ジョン・メイヤー@日本武道館

定刻をほんの少しまわった19時3分、会場が暗転すると同時に大歓声と拍手が巻き起こり、ジョン・メイヤーとバンド・メンバーの登場に合わせ、一層ヴォリュームが上げられる。アコギを手にしたジョンがイントロを爪弾きながら「ヒサシブリデス、トーキョー。コンバンハ。ゲンキデスカ?」と日本語で口火を切ると、歓声はもはや悲鳴にも思える域に達する。4年ぶりとなる待望の来日ツアーの東京公演初日(武道館で2日連続開催)、ファンの期待と意気込みがどれだけ高まっているかが端的に表れた熱気である。そして、演奏が始まる。1曲目は“QUEEN OF CALIFORNIA”だ。ギター2人、ベース、ドラム、キーボード、コーラス2人のバック・バンドの伴奏にジョンの歌声が乗った瞬間に完成する、一片の欠落も無い至高の音像。この時点で、恐らくオーディエンスの全員が抱いていたであろう素晴らしいライヴが観られるはずだという予感が、早くも確信に変わる。曲終盤にはエレキに持ち替え、火の噴くようなギター・ソロをこれでもかと引き倒す。のっけからエンジン全開である。2曲目“I DON‘T TRUST MYSELF (WITH LOVING YOU)”では、ゆったりとしたリズムの中で、一語一語力強く歌い上げるジョン。我々が知っている、あの無二の声である。音源を聴いて理解はしていたものの、壮絶だったという2回目の喉の発病および手術の成功を越えての完璧なカムバックを生で確認するというのは、また格別の喜びがある。そしてこの曲でも、終盤には超絶技巧のソロ。惚れ惚れするような音楽家として、完全体のジョン・メイヤーが確かにここにいるのだ。

演習の目的 –
上にあるジョン・メイヤー武道館公演のレポートを、最後の文に続けて書き進めてください。

記録の抜粋 –
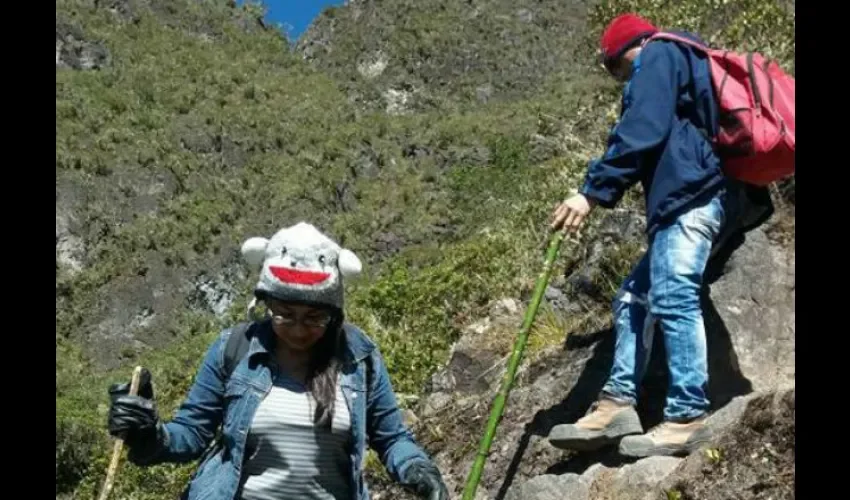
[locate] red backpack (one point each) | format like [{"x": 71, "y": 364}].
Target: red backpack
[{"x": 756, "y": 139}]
==
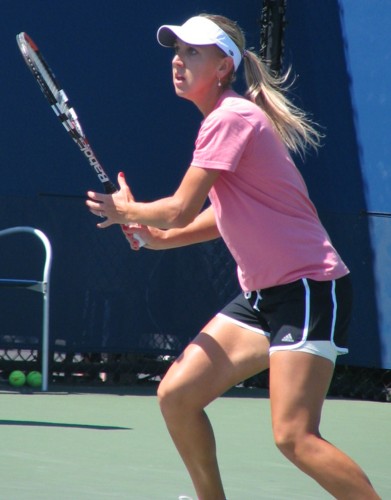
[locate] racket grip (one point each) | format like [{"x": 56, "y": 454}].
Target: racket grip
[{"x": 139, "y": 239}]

以下の結果 –
息つく暇もなくライヴは進む。ここまで固唾を飲んで一挙手一投足を見守っていたオーディエンスを揺らし始めた“SOMETHING LIKE OLIVIA”から、嬉しいサプライズとしてヴァン・モリソンの最高のホワイト・ソウル・ナンバー“AND IT STONED”の荘厳なカヴァーへと、曲調がガラリと変わりながらも一貫して最適解を叩き出すメンバーの技量の高さに改めて舌を巻かされる。さらにここから“NO SUCH THING”~“WHO SAYS”と必殺曲の連打。ツアー前にコメントを出していた「観客から求められていることを喜んで受け入れたいと思っている」という言葉通りの、偏りなくツボを突いてくるセットだ。ただ、そろそろ最新作の曲も聴きたいところ、と思ったタイミングで、ずばりアルバムのリード曲だった“PAPER DOLL”が鳴らされる。もの凄く緻密に構築されたこの激モダンなポップ・ソングを、色とりどりのレイザーライトが放出される中で快活に歌い上げるジョン。この曲でのさらに一段ギアを上げたような気迫の入った演奏を聴くと、やはり今日のこの絶対的な安定感に支えられたポジティヴなグルーヴは、新譜『PARADISE VALLEY』を経たからこそのものなのだと思わされる。思い返すと、前作にあたる『BORN AND RAISED』は、自らが置かれたスターとしての境遇に身を裂かれる中でその負荷を何を動力にして乗り越えるか、という自問に対する回答として「音楽」を再発見した再生の一枚だった。対して『PARADISE VALLEY』は、再度起きてしまった喉の病とその手術を乗り越えたことで、逆に愛してやまない「音楽」に何が起きても身を奉じ続ける決意と確信が漲る作品となっていた。乱暴に言ってしまえば、自分が鳴らす音楽に対する自信がこれまでにない確度で形になった傑作だったのである。その自信は、今日の彼の微塵の迷いも感じさせない演奏からも瑞々しく感じ取れる。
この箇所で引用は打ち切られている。